__Text excerpt__.

◆ ◆ ◆ ◆ ◆

Lyocycle development for the diluted FDS
To shorten the cycle despite the increased fill volume, the following studies were carried out to optimize the process including
annealing, primary, and secondary dryings. The development of this cycle fixed the chamber pressure at 100 mTorr.
Annealing: The effect of annealing on the primary drying rate is dependent on the formulation and process variables. To increase the
primary drying rate for the 25-mg/mL FDS, samples were annealed over a range of temperatures for various durations and partially
lyophilized to determine the primary drying rate.
As shown in Figure 2, cycles with a 3 h annealing at either –3 °C or –8 °C had a significantly higher drying rate compared with annealing at –13
°C or –18 °C. However, –8 °C was chosen over –3 °C as the target annealing temperature to provide for a margin ensuring that
the temperature was well below the ice melting point.
Figure 2: Effect of annealing temperature on the primary drying rate. Annealing hold time was 3 h. n=5, w/o A is without
annealing control, *p<0.05 compared to w/o A control.
As shown in Figure 3, annealing at –8 °C for either 2.5 h or 4 h had a significantly higher drying rate compared to the control that had no annealing
step. An annealing time of 2.5 h was chosen.

◆ ◆ ◆ ◆ ◆

__Provided records__.

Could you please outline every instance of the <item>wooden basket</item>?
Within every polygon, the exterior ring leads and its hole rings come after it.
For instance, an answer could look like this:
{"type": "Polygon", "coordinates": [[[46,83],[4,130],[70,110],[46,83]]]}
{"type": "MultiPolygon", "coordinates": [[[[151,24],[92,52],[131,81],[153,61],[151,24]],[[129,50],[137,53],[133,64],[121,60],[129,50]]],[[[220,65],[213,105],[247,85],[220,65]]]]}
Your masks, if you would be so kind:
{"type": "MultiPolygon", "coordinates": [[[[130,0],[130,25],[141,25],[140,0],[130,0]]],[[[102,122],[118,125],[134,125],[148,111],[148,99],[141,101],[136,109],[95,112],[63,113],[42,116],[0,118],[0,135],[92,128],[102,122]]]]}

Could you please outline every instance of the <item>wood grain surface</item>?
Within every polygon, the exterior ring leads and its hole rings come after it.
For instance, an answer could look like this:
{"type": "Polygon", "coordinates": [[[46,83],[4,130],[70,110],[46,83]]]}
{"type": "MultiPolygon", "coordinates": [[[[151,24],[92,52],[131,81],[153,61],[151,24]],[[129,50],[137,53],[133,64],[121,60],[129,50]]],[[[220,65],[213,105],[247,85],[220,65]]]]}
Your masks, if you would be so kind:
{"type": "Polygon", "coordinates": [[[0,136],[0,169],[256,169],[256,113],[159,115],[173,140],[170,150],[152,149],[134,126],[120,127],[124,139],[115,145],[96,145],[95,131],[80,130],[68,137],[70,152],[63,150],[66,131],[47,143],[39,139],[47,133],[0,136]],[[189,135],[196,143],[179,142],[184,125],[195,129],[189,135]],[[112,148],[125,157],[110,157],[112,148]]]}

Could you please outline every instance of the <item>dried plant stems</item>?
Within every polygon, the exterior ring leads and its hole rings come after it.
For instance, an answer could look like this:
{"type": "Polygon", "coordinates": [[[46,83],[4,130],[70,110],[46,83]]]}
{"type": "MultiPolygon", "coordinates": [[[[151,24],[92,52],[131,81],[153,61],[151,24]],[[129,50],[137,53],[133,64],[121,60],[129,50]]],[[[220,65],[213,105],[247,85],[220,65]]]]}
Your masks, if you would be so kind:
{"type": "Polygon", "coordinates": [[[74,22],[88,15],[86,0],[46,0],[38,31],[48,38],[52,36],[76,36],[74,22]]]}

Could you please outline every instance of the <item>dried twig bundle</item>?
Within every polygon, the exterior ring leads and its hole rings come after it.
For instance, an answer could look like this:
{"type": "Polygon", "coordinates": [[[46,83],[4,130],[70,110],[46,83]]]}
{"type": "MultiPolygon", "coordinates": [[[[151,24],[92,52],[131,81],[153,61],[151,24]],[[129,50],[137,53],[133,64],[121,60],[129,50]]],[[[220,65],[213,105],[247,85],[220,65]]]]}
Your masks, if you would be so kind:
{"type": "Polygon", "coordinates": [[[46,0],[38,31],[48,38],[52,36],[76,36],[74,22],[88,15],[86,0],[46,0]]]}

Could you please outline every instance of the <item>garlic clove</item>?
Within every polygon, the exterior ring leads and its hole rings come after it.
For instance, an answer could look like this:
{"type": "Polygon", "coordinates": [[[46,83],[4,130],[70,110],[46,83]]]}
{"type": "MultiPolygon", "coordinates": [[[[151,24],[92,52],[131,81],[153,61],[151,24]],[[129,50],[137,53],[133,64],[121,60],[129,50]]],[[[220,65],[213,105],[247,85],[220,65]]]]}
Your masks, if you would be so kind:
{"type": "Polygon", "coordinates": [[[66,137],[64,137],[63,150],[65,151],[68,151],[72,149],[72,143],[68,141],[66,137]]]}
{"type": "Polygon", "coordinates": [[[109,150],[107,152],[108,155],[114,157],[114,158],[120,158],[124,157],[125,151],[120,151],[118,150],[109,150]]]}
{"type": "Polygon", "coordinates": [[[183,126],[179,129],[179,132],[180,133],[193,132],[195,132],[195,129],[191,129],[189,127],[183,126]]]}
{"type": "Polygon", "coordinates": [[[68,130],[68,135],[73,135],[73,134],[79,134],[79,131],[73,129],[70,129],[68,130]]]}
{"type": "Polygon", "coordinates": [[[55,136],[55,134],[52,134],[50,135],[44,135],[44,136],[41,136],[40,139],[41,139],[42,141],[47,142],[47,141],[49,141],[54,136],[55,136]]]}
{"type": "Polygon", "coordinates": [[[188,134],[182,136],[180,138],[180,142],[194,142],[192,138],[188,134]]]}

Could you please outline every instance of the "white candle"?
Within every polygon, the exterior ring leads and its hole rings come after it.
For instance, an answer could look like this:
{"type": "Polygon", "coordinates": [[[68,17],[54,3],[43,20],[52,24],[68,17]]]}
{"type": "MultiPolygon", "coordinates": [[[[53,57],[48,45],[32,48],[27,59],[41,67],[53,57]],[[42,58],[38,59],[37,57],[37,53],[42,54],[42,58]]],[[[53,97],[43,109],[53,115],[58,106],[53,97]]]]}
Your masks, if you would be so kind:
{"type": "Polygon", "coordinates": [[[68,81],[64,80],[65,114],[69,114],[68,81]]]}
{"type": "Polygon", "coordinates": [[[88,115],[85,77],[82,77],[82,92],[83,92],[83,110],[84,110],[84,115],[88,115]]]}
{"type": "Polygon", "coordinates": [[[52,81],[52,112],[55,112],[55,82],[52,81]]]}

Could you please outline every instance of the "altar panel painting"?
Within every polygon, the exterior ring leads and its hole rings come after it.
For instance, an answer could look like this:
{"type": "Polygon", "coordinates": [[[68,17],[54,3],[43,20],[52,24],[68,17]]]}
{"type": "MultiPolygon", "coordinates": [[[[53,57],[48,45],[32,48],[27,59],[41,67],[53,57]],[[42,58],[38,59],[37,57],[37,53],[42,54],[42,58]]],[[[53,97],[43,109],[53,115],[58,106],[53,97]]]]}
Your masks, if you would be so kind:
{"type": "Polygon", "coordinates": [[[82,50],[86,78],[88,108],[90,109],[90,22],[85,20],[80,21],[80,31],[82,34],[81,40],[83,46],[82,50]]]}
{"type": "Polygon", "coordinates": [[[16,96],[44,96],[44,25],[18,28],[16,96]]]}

◆ ◆ ◆ ◆ ◆

__List of tasks__.
1. In the lyocycle development text, what chamber pressure was fixed for the cycle?
2. Return the stretch of the lyocycle development text from "Annealing: The effect" through "w/o A control.", copied word for word.

__Replies__.
1. 100 mTorr

2.
Annealing: The effect of annealing on the primary drying rate is dependent on the formulation and process variables. To increase the
primary drying rate for the 25-mg/mL FDS, samples were annealed over a range of temperatures for various durations and partially
lyophilized to determine the primary drying rate.
As shown in Figure 2, cycles with a 3 h annealing at either –3 °C or –8 °C had a significantly higher drying rate compared with annealing at –13
°C or –18 °C. However, –8 °C was chosen over –3 °C as the target annealing temperature to provide for a margin ensuring that
the temperature was well below the ice melting point.
Figure 2: Effect of annealing temperature on the primary drying rate. Annealing hold time was 3 h. n=5, w/o A is without
annealing control, *p<0.05 compared to w/o A control.